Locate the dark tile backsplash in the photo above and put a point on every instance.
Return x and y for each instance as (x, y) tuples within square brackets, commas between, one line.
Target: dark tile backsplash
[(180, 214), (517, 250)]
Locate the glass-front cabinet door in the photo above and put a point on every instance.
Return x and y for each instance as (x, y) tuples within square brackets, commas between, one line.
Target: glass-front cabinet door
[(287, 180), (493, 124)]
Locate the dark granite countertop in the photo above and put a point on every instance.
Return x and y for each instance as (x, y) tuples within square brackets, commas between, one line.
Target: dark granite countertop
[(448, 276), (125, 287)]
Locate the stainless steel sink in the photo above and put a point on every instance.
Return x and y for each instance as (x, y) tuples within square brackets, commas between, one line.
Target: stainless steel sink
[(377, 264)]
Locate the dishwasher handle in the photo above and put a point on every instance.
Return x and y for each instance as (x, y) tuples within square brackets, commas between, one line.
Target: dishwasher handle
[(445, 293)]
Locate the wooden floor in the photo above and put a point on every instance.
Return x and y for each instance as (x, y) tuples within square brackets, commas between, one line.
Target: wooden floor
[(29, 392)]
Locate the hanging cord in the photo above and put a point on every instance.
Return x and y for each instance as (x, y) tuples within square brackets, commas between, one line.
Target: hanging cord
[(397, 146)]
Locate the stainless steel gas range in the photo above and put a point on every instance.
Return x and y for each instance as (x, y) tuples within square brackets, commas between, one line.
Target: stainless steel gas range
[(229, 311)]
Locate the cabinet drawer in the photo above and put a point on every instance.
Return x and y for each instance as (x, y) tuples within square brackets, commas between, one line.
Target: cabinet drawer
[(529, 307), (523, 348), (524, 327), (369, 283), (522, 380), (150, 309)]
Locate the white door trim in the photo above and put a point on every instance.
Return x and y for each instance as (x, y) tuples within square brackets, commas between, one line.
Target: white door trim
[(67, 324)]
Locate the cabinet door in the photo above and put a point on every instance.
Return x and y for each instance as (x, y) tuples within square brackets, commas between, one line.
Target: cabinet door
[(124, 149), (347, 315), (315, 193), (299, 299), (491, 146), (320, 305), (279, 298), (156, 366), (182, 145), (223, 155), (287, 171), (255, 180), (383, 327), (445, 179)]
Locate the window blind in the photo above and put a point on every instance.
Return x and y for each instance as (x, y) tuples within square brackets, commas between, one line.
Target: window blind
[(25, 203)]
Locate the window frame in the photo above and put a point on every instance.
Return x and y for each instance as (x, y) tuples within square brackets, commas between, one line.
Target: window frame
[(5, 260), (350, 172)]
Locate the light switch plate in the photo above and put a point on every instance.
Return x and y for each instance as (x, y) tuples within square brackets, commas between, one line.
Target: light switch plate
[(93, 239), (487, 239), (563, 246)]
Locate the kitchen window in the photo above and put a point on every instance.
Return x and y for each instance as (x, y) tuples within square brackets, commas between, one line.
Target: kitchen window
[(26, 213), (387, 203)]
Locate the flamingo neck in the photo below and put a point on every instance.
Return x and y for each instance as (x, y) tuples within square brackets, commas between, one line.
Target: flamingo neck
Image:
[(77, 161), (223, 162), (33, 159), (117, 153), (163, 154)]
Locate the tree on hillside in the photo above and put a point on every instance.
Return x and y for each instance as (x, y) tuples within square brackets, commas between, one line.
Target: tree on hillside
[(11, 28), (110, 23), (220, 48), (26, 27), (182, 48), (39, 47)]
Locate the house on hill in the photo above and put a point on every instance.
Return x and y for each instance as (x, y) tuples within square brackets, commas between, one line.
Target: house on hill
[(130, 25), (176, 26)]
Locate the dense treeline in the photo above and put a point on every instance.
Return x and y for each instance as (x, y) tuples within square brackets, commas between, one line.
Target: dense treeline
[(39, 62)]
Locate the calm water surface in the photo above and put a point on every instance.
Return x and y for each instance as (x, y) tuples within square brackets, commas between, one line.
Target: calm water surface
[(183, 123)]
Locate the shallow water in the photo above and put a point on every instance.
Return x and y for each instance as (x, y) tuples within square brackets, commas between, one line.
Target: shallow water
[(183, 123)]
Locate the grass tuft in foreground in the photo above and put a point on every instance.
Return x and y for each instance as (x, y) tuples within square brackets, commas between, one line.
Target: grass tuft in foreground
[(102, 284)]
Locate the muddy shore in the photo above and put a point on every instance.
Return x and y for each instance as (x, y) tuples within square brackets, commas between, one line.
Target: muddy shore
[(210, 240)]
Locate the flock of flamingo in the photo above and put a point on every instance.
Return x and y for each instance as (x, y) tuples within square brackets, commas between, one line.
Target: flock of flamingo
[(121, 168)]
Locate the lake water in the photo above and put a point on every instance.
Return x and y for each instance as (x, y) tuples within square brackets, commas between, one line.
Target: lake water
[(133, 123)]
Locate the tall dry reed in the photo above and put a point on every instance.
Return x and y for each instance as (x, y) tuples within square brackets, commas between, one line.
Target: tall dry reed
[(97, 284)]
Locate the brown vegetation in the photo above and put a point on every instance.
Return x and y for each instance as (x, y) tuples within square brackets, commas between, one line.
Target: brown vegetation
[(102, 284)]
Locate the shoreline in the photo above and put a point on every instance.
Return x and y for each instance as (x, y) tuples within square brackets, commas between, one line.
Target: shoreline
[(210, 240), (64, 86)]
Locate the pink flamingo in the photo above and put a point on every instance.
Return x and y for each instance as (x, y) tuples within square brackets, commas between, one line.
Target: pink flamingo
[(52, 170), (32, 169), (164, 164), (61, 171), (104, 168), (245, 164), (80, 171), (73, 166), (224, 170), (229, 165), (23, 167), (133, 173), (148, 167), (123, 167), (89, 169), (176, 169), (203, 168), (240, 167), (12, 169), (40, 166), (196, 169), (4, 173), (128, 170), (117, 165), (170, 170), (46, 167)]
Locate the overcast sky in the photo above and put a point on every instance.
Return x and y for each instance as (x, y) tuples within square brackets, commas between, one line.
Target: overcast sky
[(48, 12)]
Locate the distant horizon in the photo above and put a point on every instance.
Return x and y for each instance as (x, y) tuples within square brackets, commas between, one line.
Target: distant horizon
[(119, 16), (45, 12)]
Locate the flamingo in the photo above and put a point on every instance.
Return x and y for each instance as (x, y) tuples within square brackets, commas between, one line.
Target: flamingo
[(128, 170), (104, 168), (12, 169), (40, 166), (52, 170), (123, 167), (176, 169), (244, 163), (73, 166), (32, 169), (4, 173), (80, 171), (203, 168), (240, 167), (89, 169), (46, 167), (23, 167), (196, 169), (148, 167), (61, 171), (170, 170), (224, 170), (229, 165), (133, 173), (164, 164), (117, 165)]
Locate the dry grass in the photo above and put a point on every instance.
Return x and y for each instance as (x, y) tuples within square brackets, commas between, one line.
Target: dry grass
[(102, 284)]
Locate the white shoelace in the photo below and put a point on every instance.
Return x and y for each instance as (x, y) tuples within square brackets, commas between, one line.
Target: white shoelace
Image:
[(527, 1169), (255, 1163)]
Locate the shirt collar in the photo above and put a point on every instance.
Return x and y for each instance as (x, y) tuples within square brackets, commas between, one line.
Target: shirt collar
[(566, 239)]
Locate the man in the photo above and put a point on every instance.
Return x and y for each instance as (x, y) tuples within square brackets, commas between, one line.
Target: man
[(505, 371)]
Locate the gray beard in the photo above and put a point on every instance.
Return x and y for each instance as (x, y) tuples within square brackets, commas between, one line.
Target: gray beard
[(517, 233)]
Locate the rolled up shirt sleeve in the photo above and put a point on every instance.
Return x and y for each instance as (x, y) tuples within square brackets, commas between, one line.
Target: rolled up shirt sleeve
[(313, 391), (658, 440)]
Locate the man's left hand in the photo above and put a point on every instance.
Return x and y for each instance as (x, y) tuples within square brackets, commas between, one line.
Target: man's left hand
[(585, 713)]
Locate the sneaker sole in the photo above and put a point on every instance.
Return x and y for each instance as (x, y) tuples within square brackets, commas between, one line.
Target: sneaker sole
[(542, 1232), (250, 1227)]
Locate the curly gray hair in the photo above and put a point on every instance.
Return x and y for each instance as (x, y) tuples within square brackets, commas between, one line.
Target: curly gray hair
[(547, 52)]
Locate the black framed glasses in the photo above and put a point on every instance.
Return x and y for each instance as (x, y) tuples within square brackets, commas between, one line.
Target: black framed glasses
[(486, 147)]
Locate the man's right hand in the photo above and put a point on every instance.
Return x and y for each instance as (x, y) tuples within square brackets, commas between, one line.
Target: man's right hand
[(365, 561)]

• [GIVEN REQUEST]:
Present everything in the entries from the line containing "Locate the hanging" down to the line containing "[(5, 260), (350, 172)]", both included, as a Markdown table with the columns Row and Line. Number each row and leave out blank lines.

• [EXPECTED OUTPUT]:
| Row | Line |
|---|---|
| 1 | Locate the hanging cord in the photo above and put a point on every instance. |
| 2 | Return x and y for each instance as (x, y) tuples within square brackets, commas between, one line. |
| 3 | Target: hanging cord |
| 4 | [(397, 146)] |
| 5 | Locate the stainless steel gas range in the photo above and put a point on every instance. |
| 6 | Return x and y for each instance as (x, y) tuples within square brackets, commas between, one line. |
| 7 | Target: stainless steel gas range |
| 8 | [(229, 311)] |
| 9 | Locate the cabinet drawer in the photo above and put a point on every instance. |
| 10 | Return x and y for each instance as (x, y) tuples within square brackets, commas between, one line. |
| 11 | Target: cabinet drawer |
| 12 | [(529, 307), (523, 348), (524, 327), (369, 283), (522, 380), (150, 309)] |
| 13 | Locate the white door trim in the photo above and put a point on every instance. |
| 14 | Return x and y for each instance as (x, y) tuples within square brackets, commas between, one line. |
| 15 | Target: white door trim |
| 16 | [(67, 324)] |
| 17 | Locate the cabinet door in the photo above and put a point on every instance. |
| 18 | Return x and y for each instance as (x, y) tuples within square brackets, commas between, one line. |
| 19 | Target: cabinet door |
| 20 | [(124, 149), (347, 315), (315, 193), (299, 299), (491, 146), (320, 305), (279, 298), (156, 366), (182, 145), (223, 155), (287, 171), (255, 180), (383, 327), (445, 179)] |
| 21 | Locate the window blind in the photo above and put a point on every instance. |
| 22 | Return x and y for each instance as (x, y) tuples within square brackets, commas between, one line. |
| 23 | Target: window blind |
| 24 | [(25, 203)] |
| 25 | Locate the window frame in the photo above and put a point on every instance. |
| 26 | Return x and y for each instance as (x, y) tuples within square brackets, commas between, one line. |
| 27 | Target: window frame |
| 28 | [(5, 260), (350, 172)] |